* _Selected excerpt_:

################

Veteran actress Rajasulochana dies aged 78

Veteran actress Rajasulochana died on March 5 at her Chennai residence in Madipakkam. She was 78 and is survived by her twin daughters and a son.

Rajasulochana acted in more than 275 films in Hindi, Tamil, Telugu, Kannada and Malayalam in a five-decade career. Born as Rajeevasulochana on August 15, 1935 in Bezawada in Andhra Pradesh, a typo in her school record as Rajasulochana stuck for the rest of her life.

She learnt classical dances and joined a drama troupe.

In 1953 she debuted in the Kannada hit film Gunasagari. Soon her father, a railway officer, got transferred to Chennai and Rajasulochana began acting in Tamil films. Her first Tamil film was Pennarasi (1955) but she got recognition only from 1958 with films like Thai Piranthal Vali Pirakkum and Sarangadhara.

Rajasulochana’s dance experience helped her compete in an industry dominated by dancer actresses like M L Vasanthakumari and Travancore sisters Lalitha, Padmini and Ragini.  She also established a dance academy Pushpanjali Nrithya Kala Kendram in Chennai in 1961 that functions today with great success.

 

Special effects expert dead

Award-winning film special effects expert S T Venki died of heart attack on March 7 while on holiday in Ooty.

################

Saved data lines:

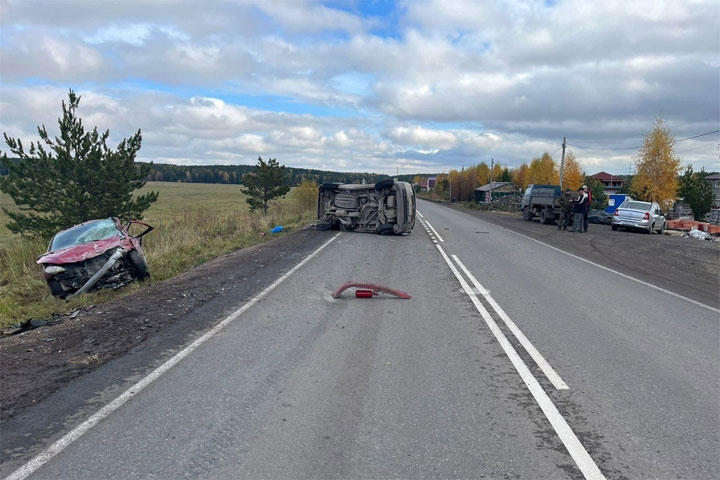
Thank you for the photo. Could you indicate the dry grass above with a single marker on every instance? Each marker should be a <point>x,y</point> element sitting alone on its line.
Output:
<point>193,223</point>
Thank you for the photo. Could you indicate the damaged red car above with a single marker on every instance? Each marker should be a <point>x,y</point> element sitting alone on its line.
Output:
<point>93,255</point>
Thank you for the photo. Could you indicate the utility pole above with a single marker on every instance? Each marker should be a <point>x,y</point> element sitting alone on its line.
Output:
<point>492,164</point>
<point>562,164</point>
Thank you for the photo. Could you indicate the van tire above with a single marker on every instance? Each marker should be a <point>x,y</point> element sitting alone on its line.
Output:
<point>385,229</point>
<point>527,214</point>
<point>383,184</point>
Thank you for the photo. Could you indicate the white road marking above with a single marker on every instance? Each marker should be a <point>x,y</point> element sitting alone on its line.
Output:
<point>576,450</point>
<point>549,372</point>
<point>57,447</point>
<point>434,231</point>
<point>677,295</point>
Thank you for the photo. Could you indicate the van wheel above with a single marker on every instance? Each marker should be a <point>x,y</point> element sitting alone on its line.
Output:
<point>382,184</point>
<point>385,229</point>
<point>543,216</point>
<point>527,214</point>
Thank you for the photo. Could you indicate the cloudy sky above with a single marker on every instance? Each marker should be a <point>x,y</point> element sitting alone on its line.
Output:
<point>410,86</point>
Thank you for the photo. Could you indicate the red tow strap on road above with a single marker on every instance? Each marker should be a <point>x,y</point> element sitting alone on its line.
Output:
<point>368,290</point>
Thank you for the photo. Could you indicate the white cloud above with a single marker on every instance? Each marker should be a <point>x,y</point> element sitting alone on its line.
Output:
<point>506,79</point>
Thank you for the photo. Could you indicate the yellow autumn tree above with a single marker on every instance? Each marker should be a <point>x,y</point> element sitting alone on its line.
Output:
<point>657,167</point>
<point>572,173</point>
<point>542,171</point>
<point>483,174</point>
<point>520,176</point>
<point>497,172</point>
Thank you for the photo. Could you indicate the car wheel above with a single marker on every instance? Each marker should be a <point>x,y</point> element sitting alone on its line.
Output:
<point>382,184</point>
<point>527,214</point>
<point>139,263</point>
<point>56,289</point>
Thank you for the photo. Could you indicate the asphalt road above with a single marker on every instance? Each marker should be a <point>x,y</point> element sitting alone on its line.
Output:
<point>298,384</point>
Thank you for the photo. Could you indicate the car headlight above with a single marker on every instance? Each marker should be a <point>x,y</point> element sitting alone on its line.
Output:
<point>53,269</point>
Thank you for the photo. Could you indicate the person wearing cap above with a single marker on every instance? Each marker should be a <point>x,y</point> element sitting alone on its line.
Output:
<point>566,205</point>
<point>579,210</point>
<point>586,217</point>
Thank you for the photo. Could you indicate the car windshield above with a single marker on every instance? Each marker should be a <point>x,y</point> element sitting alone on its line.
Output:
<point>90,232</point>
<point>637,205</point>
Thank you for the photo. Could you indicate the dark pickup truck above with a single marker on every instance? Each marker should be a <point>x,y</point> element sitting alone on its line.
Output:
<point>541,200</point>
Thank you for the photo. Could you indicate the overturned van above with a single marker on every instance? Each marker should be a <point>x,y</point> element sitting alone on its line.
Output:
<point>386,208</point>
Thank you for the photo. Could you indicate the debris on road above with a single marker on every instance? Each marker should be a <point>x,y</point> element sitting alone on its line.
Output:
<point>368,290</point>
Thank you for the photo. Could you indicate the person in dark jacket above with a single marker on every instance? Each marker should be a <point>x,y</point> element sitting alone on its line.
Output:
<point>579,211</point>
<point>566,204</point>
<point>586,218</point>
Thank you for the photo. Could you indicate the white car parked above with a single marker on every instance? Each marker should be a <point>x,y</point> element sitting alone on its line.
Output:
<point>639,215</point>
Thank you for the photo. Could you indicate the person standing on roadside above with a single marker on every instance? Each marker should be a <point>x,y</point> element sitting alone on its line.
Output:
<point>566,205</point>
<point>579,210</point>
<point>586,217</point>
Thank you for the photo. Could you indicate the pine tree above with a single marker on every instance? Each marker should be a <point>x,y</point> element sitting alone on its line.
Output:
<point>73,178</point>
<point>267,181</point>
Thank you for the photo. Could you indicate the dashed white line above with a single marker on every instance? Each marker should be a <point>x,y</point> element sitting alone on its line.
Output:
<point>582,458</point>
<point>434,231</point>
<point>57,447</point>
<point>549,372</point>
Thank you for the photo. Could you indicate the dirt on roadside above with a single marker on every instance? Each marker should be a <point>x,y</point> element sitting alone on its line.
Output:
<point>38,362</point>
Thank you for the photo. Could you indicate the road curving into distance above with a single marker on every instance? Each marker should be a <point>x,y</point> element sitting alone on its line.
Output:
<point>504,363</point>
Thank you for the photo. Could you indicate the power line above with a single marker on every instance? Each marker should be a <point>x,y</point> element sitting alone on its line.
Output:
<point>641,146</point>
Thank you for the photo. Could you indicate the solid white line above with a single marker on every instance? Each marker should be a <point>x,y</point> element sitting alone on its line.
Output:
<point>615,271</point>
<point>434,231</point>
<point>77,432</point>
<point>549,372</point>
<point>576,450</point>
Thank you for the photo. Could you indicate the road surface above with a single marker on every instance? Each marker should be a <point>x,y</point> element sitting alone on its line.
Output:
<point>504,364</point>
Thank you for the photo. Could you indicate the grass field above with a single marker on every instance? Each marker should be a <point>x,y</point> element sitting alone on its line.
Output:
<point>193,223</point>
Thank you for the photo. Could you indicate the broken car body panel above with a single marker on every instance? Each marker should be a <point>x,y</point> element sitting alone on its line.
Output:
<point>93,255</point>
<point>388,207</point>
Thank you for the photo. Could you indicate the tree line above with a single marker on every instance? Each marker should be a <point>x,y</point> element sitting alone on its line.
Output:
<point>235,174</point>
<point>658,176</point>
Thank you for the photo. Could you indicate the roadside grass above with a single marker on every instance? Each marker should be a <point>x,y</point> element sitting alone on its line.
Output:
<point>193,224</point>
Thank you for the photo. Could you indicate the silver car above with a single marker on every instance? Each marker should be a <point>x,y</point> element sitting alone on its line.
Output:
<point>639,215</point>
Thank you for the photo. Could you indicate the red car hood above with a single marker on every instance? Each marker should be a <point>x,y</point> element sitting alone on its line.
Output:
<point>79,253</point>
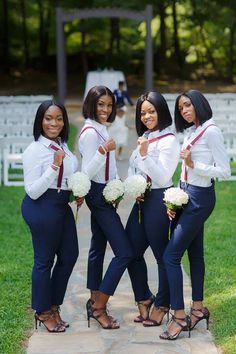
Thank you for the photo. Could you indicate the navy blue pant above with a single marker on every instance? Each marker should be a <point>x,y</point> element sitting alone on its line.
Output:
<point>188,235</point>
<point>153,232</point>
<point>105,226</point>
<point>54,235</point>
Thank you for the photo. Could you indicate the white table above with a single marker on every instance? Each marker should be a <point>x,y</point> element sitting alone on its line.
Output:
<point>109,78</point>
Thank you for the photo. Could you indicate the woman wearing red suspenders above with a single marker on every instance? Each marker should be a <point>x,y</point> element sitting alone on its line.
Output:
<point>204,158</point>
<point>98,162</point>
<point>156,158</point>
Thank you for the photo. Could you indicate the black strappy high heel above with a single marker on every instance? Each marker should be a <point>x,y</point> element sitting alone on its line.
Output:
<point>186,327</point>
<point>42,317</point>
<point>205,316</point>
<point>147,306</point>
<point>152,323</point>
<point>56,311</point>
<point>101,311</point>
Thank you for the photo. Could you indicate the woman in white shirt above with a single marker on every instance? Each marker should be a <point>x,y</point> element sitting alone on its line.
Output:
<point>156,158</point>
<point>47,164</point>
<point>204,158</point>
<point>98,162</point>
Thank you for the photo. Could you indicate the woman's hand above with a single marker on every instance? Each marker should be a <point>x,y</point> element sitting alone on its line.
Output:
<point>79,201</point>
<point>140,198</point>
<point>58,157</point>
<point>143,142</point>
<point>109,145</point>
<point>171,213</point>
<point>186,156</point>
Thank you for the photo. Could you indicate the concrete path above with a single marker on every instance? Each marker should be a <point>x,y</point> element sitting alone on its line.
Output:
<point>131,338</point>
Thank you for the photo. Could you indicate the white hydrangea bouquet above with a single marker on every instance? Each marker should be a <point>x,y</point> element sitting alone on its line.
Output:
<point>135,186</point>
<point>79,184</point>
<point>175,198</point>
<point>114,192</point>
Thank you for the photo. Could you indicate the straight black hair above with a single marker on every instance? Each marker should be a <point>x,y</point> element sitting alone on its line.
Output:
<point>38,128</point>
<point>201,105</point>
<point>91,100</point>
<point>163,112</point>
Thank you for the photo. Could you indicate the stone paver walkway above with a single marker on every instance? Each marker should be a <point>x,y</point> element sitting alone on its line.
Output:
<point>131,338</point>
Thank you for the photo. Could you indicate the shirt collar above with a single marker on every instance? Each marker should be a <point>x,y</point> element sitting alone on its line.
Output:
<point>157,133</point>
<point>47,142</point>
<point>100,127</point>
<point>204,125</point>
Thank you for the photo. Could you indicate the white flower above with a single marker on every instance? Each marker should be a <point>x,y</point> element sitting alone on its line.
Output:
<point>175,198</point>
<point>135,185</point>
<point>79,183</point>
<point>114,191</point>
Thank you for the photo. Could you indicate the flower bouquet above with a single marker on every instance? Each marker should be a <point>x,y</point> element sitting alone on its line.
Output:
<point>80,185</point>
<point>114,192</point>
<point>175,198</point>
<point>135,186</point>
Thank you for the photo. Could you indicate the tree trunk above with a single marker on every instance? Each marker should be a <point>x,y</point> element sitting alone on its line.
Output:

################

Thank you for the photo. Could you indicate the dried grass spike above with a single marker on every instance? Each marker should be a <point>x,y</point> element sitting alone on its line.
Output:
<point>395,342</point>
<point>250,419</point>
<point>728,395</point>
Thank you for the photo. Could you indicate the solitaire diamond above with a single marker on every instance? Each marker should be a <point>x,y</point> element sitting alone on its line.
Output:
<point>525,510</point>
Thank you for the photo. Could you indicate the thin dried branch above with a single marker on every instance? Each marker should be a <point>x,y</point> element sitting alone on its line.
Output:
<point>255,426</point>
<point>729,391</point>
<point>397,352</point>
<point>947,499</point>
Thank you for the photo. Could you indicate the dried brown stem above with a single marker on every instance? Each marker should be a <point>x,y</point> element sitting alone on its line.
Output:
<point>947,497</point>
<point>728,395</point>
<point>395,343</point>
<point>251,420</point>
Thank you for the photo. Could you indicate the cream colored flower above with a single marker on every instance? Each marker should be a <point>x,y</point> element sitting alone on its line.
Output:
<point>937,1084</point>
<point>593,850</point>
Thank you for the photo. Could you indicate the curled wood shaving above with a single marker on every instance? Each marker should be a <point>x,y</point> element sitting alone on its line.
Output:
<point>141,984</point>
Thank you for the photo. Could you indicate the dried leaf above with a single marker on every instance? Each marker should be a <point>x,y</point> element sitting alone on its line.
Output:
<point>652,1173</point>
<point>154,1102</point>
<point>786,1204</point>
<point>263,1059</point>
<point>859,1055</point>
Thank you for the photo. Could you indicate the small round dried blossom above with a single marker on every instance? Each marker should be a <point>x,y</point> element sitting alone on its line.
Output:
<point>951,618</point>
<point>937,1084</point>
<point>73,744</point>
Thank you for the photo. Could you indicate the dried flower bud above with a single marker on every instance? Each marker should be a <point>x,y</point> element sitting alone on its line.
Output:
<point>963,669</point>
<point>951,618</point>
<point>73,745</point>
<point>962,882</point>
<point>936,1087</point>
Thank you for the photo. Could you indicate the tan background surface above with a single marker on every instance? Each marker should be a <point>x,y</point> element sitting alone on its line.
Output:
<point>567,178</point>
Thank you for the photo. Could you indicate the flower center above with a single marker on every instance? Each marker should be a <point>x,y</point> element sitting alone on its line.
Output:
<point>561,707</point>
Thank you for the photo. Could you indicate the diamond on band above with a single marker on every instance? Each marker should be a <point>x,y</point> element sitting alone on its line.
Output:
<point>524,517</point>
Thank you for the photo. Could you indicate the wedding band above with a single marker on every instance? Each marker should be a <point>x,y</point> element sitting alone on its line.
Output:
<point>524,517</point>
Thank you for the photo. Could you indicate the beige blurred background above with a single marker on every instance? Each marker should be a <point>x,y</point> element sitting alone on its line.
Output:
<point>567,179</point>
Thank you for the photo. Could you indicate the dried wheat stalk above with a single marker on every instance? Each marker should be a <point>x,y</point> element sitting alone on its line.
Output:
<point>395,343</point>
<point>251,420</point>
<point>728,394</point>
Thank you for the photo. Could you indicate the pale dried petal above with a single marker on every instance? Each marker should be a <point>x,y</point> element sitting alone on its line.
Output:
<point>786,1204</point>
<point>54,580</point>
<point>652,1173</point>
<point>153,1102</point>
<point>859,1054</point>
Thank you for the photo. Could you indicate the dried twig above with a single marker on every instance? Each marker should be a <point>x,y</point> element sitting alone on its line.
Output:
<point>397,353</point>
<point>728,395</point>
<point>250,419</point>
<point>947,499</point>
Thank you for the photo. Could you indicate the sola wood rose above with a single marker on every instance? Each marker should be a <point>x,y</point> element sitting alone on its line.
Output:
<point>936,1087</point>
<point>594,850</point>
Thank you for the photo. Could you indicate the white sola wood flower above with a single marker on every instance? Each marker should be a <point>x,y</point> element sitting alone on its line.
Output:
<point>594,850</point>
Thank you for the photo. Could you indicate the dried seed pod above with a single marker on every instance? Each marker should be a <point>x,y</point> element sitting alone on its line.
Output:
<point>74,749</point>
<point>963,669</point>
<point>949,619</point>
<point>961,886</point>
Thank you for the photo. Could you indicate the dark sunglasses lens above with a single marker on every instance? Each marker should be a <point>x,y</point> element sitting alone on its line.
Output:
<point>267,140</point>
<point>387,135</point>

################

* _What you need to do_:
**a.** According to the obituary news page, what was Rajasulochana's first Tamil film?
**b.** Carry the obituary news page on from its last sentence.
These lines aren't needed for anything here.

* _Response list_:
**a.** Pennarasi (1955).

**b.**
He was 56 and is survived by wife and son.

Venki pioneered special effects in films like Kalapaani, Jeans, Kadhalan, Indian and many others. He won four national awards and was among the first in the film industry to shift from optical effects to computer graphics.

His memorable film sequences cover actor Prabhu Deva’s skeleton dance in the Muqabla song in Kadhalan (1994), actor Kamalhaasan’s face morphing into a lion’s in film Indian (1996), creating Aishwarya Rai’s computer clone in film Jeans (1998) and many others.

Fans and colleagues attended his funeral in Chennai on March 8.

 

Finance firm officials held

Two owners of a Coimbatore-based investment company were arrested for swindling Rs8bn of public money from Chennai last week. Vivek and Senthil Kumar, directors of Fine Futures Company, lured customers with multi-level marketing schemes promising astronomical returns.

More than 2,200 customers from Coimbatore, Tiruppur and Erode lost millions of rupees. The firm’s directors diverted the money to real estate, defaulted payments and finally absconded when their fraud was detected last year.  However many of their marketing agents were threatened and kidnapped by investors to pay up.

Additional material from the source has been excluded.